The Axe is back.
On Saturday afternoon, Cal football looked every bit the team that fans have been praying for since the arrival of head coach Justin Wilcox in 2017. The Bears rolled into Stanford Stadium and flat-out dominated the Cardinal in every phase of the game en route to a 41-11 victory over their archrivals.
It was a Big Game for the ages and it had it all: the longest passing play in the 124-year-old rivalry game’s history, fourth-down goal-line stands and obviously, the rushing of the field once the victory was secured. This one was something straight out of a Hollywood screenwriter’s drafts.
But most inspiring was how the Bears got the job done.
Unlike recent victories over Stanford, Cal did not need to rely on late-game heroics or the opposition making ill-advised decisions. The blue and gold earned every second of this win. Where Bears fans may have been nervous in the past about their team’s tendency to fumble away leads, they could not have been more confident Saturday. Chants too devastating to repeat here erupted from Cal’s student section as the Stanford faithful fled the crime scene early into the second half. Even the Bears’ offensive coordinator Bill Musgrave appeared to want to suck the soul out of his opponents. He implemented trick plays throughout the contest and kept his foot firmly planted on the gas, as Cal’s starters ran up the scoreboard late into the fourth quarter.
And the blue and gold had reason to rub it in, as the Bears beat the Cardinal at their own game.
Under head coach David Shaw, Stanford has been revered for its strong running game and depth of tight end talent. So it would logically follow that the Cardinal should continue the trend against a program that had missed its previous game due to a COVID-19 breakout, right? Wrong. Cal outgained Stanford 352-43 on the ground and posted 636 total yards of offense, the highest tally ever recorded by either side in Big Game history.

> SOURCE DATA
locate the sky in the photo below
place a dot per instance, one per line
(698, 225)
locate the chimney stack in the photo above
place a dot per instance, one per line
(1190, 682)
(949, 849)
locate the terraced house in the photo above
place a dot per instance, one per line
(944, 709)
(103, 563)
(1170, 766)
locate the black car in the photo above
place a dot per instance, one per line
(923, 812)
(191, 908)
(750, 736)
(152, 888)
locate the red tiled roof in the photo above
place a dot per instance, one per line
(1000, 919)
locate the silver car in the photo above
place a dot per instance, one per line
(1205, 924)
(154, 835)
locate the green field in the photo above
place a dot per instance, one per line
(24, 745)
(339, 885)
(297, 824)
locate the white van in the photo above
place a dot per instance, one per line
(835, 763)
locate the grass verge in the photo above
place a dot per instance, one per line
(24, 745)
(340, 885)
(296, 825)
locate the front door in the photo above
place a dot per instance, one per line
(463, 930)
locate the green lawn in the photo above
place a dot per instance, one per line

> WORK ORDER 1
Rewrite the Big Game article from "But most inspiring" to "the fourth quarter.", swapping "Bears" for "Golden Bears".
> WORK ORDER 2
Write the next part of the Big Game article, continuing from its final sentence.
The data above is separate material and has no connection to the Big Game article.

> RESULT 1
But most inspiring was how the Golden Bears got the job done.
Unlike recent victories over Stanford, Cal did not need to rely on late-game heroics or the opposition making ill-advised decisions. The blue and gold earned every second of this win. Where Golden Bears fans may have been nervous in the past about their team’s tendency to fumble away leads, they could not have been more confident Saturday. Chants too devastating to repeat here erupted from Cal’s student section as the Stanford faithful fled the crime scene early into the second half. Even the Golden Bears’ offensive coordinator Bill Musgrave appeared to want to suck the soul out of his opponents. He implemented trick plays throughout the contest and kept his foot firmly planted on the gas, as Cal’s starters ran up the scoreboard late into the fourth quarter.

> RESULT 2
Beyond the X’s and O’s, however, this victory was arguably the most important one of Wilcox’s tenure so far. It is hard to put into words how much this win means emotionally for so many groups. But whether it was your first time watching the Big Game or your 50th, you could simply feel the magnitude of what was happening around you.
A student body that was forced to watch from behind television screens last season as a missed extra point sent the Axe back to Palo Alto likely felt redeemed. An alumni base that has spent the last decade seeing its team whooped by double digits more often than they weren’t probably felt vindicated. A football team that believed it had been robbed of a chance to compete last weekend amid COVID-19 struggles no doubt felt rejuvenated. And a coach that has likely heard rumors swirling about his job security probably felt hopeful.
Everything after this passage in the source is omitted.